Count the lines below that contain the string "tree" and give only the count. Matching is case-sensitive.

» MATERIAL:

====================

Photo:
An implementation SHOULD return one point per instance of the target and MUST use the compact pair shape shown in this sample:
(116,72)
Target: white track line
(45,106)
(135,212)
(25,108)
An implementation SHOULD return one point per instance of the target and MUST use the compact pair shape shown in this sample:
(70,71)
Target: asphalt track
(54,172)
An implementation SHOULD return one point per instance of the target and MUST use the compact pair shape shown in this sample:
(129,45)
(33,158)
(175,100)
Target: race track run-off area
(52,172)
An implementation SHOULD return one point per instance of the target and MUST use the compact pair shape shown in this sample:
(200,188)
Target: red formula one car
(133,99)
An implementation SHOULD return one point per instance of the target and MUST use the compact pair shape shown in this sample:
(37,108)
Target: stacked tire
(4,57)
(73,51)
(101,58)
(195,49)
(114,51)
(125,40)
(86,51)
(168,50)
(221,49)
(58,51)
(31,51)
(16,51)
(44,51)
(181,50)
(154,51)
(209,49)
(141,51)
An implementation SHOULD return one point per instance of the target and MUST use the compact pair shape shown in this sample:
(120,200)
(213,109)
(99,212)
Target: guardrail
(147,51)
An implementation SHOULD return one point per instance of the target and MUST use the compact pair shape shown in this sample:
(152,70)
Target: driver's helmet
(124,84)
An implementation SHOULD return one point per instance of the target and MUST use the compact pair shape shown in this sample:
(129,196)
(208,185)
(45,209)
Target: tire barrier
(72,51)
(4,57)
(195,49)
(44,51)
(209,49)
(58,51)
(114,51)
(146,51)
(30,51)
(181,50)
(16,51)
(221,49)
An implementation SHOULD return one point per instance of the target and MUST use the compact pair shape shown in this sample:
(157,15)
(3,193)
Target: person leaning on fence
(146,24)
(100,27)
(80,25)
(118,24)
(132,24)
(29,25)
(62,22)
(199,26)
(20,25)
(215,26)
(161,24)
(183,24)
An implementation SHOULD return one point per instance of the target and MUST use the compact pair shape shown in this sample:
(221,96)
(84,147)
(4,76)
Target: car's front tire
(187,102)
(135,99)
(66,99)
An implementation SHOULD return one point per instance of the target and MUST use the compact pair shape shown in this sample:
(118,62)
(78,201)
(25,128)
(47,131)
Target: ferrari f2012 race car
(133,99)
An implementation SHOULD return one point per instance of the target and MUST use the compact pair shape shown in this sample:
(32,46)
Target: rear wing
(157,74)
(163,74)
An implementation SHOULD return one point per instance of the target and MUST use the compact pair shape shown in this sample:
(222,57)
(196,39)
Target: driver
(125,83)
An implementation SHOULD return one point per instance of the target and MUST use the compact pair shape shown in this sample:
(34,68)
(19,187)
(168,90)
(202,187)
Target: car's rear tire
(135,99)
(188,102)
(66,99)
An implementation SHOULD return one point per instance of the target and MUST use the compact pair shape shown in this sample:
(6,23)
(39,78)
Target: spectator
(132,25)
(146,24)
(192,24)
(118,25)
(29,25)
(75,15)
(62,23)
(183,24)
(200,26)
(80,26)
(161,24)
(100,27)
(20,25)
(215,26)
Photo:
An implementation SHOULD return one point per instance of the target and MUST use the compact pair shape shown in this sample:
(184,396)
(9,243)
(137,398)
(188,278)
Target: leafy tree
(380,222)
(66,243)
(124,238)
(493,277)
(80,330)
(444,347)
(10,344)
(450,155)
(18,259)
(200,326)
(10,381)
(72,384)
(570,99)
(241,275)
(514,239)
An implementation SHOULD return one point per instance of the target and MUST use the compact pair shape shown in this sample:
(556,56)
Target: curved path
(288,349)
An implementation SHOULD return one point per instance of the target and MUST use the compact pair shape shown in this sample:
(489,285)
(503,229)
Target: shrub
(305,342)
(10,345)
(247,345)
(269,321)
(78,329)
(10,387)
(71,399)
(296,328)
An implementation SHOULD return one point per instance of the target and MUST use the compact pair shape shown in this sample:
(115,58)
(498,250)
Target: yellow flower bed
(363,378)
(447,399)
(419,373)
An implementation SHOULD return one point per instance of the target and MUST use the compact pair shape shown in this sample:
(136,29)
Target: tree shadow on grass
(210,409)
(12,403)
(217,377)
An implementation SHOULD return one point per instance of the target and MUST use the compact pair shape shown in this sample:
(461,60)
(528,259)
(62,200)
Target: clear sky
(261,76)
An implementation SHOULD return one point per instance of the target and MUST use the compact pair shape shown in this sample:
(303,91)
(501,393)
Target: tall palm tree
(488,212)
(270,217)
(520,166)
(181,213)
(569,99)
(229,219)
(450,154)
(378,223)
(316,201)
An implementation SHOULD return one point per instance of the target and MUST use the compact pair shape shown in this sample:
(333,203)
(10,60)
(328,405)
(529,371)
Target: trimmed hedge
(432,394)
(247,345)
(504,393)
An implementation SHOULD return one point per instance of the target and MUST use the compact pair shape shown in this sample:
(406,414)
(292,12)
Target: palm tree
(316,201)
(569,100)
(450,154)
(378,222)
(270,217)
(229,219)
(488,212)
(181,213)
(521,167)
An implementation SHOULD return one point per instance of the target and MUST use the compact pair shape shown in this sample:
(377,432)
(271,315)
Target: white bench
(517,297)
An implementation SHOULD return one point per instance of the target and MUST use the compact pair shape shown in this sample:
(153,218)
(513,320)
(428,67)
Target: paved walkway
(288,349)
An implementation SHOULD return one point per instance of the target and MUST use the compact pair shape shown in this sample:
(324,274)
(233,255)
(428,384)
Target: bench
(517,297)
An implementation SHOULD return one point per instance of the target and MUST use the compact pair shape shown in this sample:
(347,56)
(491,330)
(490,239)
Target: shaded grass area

====================

» TASK ANSWER: 4